── Data records

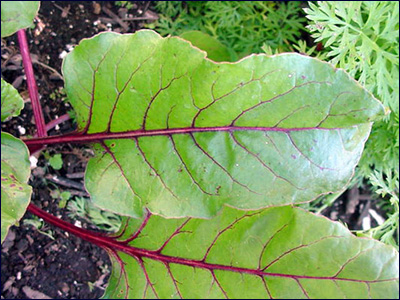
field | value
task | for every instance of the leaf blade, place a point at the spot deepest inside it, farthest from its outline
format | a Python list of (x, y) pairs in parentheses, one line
[(11, 101), (16, 15), (15, 171), (177, 107), (281, 252)]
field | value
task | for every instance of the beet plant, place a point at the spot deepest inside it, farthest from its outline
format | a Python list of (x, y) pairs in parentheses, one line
[(206, 163)]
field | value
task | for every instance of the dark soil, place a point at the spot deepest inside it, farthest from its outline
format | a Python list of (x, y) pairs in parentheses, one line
[(66, 267)]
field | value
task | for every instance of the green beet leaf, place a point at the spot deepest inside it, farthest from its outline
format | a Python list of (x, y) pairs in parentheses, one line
[(11, 101), (281, 253), (183, 136), (15, 171), (216, 51), (16, 15)]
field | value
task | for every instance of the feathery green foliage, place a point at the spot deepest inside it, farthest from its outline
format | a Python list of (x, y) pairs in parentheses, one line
[(362, 37), (243, 26)]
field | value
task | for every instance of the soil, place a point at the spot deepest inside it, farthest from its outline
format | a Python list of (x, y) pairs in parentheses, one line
[(46, 262)]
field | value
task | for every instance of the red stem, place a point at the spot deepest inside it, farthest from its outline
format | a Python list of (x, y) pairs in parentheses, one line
[(109, 243), (56, 122), (98, 137), (31, 82)]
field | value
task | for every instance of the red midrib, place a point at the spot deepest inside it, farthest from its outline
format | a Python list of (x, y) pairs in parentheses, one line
[(109, 243), (96, 137)]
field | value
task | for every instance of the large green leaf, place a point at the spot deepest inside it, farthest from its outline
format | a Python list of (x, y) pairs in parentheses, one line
[(11, 101), (281, 252), (185, 135), (15, 171), (216, 51), (16, 15)]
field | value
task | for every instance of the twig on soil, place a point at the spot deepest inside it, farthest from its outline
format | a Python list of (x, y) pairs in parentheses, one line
[(31, 82), (65, 182), (65, 10), (76, 175), (116, 18), (148, 15)]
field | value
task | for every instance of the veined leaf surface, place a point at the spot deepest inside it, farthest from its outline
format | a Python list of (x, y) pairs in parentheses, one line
[(16, 15), (15, 171), (11, 101), (186, 136), (282, 252)]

────

Requirement: Leave the pictures out and print the whole listing precisely.

Written solution:
field | value
task | for every instance of the leaf blade, place a point at the spot deepest inside it, farthest from its outline
format | a Python list of (x, y) pairs in parentheses, one line
[(11, 101), (16, 15), (15, 171), (177, 107), (281, 252)]
field | value
task | for every instance of the beet plant, place a point at the spot deepest inside it, farthest from its outline
format | a Python list of (x, y) pairs in parentheses, one line
[(206, 163)]
field | value
task | for every instance of the dark soil, place a point at the spot deepest inside it, farthest from its outline
format | a Python list of (x, y) pairs in parentheses, one line
[(66, 267)]
field | value
task | for every instance of the green beet leaf, place a point at the spot deepest inside it, farthest from its outline
format | a Python list of (x, y) pairs in parentheses, one line
[(11, 101), (281, 253), (183, 136), (15, 171), (216, 51), (16, 15)]
field | value
task | for every instance of the feathery green foliage, place a point at the spot deepest inside it, farthest from its outline
format | a Python list of (x, y) pairs in parentheses, one line
[(362, 37), (243, 26)]
field | value
task | for every instance of the soil, place a point at the spot deepest inside it, farthest from its outline
format | a Python list of (x, y) pairs in parentheses, one line
[(46, 262)]
field | value
task | for every instance of the red stem, place a point at the spot deepest inside it, farthest from its outline
format | a Python list of (x, y) pairs in parentheses, one line
[(109, 243), (56, 122), (98, 137), (31, 82)]
field | value
task | for every instance of the red midrib, place a point at the spot deepest inside it, farthest from its outline
format | a Python list of (x, y) pairs in parentheses, one line
[(109, 243), (96, 137)]
field | value
task | for every instance of the large green leaf, place a point at the spot deepest inside it, farthest from its outline
format | a Python list of (x, y) pairs in parentheses, one line
[(11, 101), (281, 252), (185, 135), (15, 171), (216, 51), (16, 15)]
field | value
task | for every instance of the twig on soil, place a point at the spot deepest inside it, farthest from its outline
format | a Python list of (x, y) pairs in parentheses, one line
[(31, 82), (65, 182), (65, 10), (76, 175), (116, 18), (148, 15)]
field | value
task | for every instance of the veined leaf surface, place a point at the spot deepest inside it, farthest from its outline
format | a Python list of (x, y) pairs in parentheses, one line
[(16, 15), (15, 171), (11, 101), (186, 136), (282, 252)]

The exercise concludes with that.